» **Excerpted passage**:
════

Album of the Week 38-2015: Gargoyle – Tsuki No Toge

Among the most misleading album covers of all time is Gargoyle’s ‘Tuski No Toge’. Okay, the difference in quality between the album and its cover is nowhere near as big as with – let’s say – ‘In The Court Of The Crimson King’, but look at the men – yes, I’m sure – in the picture. Would you expect an album chock-full of vicious Thrash riffs, albeit used in a somewhat unconventional manner? And would you expect the guy on the front right to sound like a rabid dog? If you answer both questions negatively, ‘Tsuki No Toge’ may be a surprise for you. It’s among the best Japanese Thrash records ever.

With Kentaro Yokota and Yotaro Yoshida debuting on the album, ‘Tsuki No Toge’ is effectively the first Gargoyle record with a guitar duo. She-ja left the band a year prior to the album and the arrival of two new guitarists is audible immediately. It’s still the same Gargoyle with a barrage of Thrash riffs and a number of melodic leads, but She-ja’s neoclassical style is traded for a more traditional Heavy Metal approach to solos. And though the band was never afraid of a layered guitar approach, it seems to be a more integral part of songwriting this time around.

In addition, Gargoyle’s trademark experiments work a lot better than they have in the past on ‘Tsuki No Toge’. ‘Dokaka De Jimushi Ga Naiteita’ and ‘Karappo’ no longer sound like rather forced attempts at Funk; their more riff driven approach brings to mind Death Angel’s classic ‘Act III’ album. Also, the bleak and brooding ‘Kuroi Hana’ and the more hopeful, yearning ‘Yakusoku No Chi De’ are among the very best ballads the band has ever recorded, really only rivaled by ‘Cogito, Ergo Sum’.

════

» **Rows**:
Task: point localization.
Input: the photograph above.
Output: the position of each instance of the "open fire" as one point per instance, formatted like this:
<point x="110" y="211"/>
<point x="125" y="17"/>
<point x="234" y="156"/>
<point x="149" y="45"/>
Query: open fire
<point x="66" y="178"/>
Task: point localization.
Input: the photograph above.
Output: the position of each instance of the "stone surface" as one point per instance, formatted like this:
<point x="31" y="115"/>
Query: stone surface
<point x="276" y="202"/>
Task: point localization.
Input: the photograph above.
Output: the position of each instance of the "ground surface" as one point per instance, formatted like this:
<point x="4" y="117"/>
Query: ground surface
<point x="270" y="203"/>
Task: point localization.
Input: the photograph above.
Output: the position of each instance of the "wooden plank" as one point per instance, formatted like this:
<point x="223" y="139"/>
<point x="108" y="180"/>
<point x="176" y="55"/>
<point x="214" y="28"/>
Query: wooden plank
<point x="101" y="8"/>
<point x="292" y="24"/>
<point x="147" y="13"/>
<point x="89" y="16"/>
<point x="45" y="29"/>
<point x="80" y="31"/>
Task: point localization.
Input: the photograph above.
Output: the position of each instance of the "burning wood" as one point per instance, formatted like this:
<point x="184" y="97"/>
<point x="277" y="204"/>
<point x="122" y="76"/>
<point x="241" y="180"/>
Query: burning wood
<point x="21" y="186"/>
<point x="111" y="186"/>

════

» **What to do**:
1/ According to the Gargoyle album review, which two guitarists debut on 'Tsuki No Toge'?
2/ Reproduce word for word the stretch of the Gargoyle album review that opens with "Among the most" and closes with "Thrash records ever.".
3/ Extend the Gargoyle album review beyond its final sentence.
The entries have no connection to the review of Gargoyle's album.

» **Per-task outputs**:
1/ Kentaro Yokota and Yotaro Yoshida.

2/
Among the most misleading album covers of all time is Gargoyle’s ‘Tuski No Toge’. Okay, the difference in quality between the album and its cover is nowhere near as big as with – let’s say – ‘In The Court Of The Crimson King’, but look at the men – yes, I’m sure – in the picture. Would you expect an album chock-full of vicious Thrash riffs, albeit used in a somewhat unconventional manner? And would you expect the guy on the front right to sound like a rabid dog? If you answer both questions negatively, ‘Tsuki No Toge’ may be a surprise for you. It’s among the best Japanese Thrash records ever.

3/
For those who crave a more Metal approach from the Osakan collective, there’s plenty to be enjoyed here as well. ‘Shouryakukeitachi Yo’ and ‘Senzaiteki Genkyoukaku Musabetsu Kakusei Kin Kansensha’ (I’m not making this up) contain the band’s most violent Thrash riffing thus far without losing track of constructing a good song, ‘Piichiku Paachiku’ and ‘Kanzen Na Doku Wo Youkyuu Suru’ combine similar intensity with a more catchy approach and the remarkably upbeat closing track ‘Catharsis’ sounds like a heavier take on Iron Maiden’s early days. And did you ever wonder what a scorching Thrasher would sound like if it was accompanied by metronome that sounds like a gorilla? ‘Fukyo’ will end your wonder!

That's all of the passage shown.